#### GIVEN TASK:
Transcribe the material in full. Nothing should differ except that the pictures are left out.

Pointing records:
------------------------
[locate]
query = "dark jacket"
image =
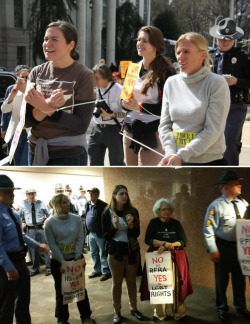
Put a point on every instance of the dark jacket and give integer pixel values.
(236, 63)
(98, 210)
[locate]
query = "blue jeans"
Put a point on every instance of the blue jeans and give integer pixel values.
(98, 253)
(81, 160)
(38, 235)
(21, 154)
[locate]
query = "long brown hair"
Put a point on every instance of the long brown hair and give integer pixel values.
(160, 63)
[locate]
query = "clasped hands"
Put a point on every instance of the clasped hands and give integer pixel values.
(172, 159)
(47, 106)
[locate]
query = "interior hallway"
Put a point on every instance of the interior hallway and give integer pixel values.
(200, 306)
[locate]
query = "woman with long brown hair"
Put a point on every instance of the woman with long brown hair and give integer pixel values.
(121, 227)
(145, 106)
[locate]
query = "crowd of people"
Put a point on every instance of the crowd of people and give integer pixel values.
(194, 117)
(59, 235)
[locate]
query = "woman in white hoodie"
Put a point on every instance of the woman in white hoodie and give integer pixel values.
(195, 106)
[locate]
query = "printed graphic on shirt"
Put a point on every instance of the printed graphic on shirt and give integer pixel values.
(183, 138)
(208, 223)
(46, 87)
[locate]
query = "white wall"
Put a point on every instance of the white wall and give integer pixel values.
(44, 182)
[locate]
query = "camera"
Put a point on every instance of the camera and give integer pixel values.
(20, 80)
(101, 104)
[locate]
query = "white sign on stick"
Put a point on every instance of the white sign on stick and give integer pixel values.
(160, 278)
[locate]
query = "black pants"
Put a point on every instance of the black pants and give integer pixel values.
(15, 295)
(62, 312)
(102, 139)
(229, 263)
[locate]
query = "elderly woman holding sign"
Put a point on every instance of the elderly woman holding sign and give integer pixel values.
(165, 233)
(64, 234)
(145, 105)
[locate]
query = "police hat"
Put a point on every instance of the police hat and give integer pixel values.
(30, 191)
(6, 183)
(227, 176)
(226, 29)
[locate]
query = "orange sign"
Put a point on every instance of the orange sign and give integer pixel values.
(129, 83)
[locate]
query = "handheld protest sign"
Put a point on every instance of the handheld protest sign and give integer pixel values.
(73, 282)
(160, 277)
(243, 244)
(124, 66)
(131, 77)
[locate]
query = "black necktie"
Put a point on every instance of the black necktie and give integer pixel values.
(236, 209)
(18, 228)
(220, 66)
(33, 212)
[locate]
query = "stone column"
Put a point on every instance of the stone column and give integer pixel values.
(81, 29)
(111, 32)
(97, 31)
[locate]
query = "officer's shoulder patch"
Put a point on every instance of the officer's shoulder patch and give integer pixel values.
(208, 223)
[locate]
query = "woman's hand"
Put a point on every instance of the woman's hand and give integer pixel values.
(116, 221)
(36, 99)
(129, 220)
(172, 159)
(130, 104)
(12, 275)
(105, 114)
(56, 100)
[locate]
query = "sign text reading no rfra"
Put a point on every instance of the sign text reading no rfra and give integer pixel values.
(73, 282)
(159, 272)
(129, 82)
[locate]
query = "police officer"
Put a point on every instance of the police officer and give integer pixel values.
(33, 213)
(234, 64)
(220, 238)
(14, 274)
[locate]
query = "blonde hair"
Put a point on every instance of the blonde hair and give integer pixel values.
------------------------
#### WORKED ANSWER:
[locate]
query = "dark jacket"
image =
Put a point on every instance of the dark jacket and give integer pixel values.
(236, 63)
(98, 210)
[locate]
query = "blue jeans"
Put a point on every instance of the blue jeans and give integer pixel values.
(98, 253)
(81, 160)
(38, 235)
(21, 154)
[locate]
query = "long brown hair"
Put a point on every instance of the long brown hair and give integer pixel values.
(160, 63)
[locate]
query = "clasped hands"
Put a point on every instance of the clasped hands and give integer pixel values.
(172, 159)
(47, 106)
[locate]
query = "interior hallway"
Put a point on every instance of the interior hallway and give integer pixel values.
(200, 306)
[locate]
query = "woman with long brown hair"
Put a point on every instance of the woman with long brown hair and give integer pixel values.
(121, 227)
(145, 106)
[locate]
query = "crowd of people"
Put a point on every instance of the crowd of people and give integer pixel values.
(194, 117)
(59, 235)
[locate]
query = "woman in white hoodie"
Put a point on every instance of the woman in white hoodie and give integer pixel values.
(195, 106)
[locate]
query = "printed graphic on shirt"
Put a point on every instance of the printed graphic on shirt and give integer pixel values.
(183, 138)
(208, 223)
(46, 87)
[locate]
query = "white wall"
Put a point on every instance of the white wall and give integer pixel values.
(44, 182)
[locate]
query = "camera"
Put a point on every instance of the camera and give integer pixel values.
(20, 80)
(101, 104)
[locate]
query = "white sign on stick"
Put a point on every instance of the white sign on stick and give integer pixel values.
(160, 278)
[locate]
query = "black pants"
Put a point on every instance of the black pants and give integer pixel values.
(15, 295)
(62, 312)
(102, 139)
(229, 263)
[locate]
query = "elderly woman holding sign"
Put a point on every instance of the elderly woman holding sign and give integer pixel values.
(165, 233)
(64, 234)
(145, 105)
[locate]
query = "police hat"
Put a point on every instance of the police hat and give integer pixel values.
(30, 191)
(6, 183)
(227, 176)
(226, 29)
[locate]
query = "orange sign"
Put a point on every instance of the orange sign and give integer pixel values.
(129, 83)
[locate]
query = "handheld protest sign"
Put a point on every instance of the handheld protest sign and give integer pixel values.
(73, 282)
(160, 277)
(243, 244)
(124, 66)
(131, 77)
[locate]
query = "black necktie"
Put a point on every instance of the black necktie and give integer pixel values.
(236, 209)
(18, 228)
(220, 66)
(33, 212)
[locate]
query = "stone column"
Put a point on every instance of the stone column and give integer pixel values.
(81, 29)
(111, 32)
(97, 31)
[locate]
query = "officer's shoulder patch"
Put a point on every instance of the officer's shoulder patch and give integer pixel values.
(208, 223)
[locate]
query = "woman's hand"
Put a point on every instance of the woman's hand and give integer pixel values.
(116, 221)
(36, 99)
(129, 220)
(172, 159)
(130, 104)
(12, 275)
(105, 114)
(56, 100)
[locate]
query = "sign text reading no rfra"
Put a point on every instance of the sign text reading no rfra and give integer pixel values.
(73, 282)
(159, 272)
(129, 82)
[locate]
query = "police officer"
Put a point on every instance of the police officer and give integer pixel values.
(33, 213)
(234, 64)
(220, 238)
(14, 274)
[locate]
query = "blonde hair"
Put a point on every instance of the blonde hair and give integer pixel values.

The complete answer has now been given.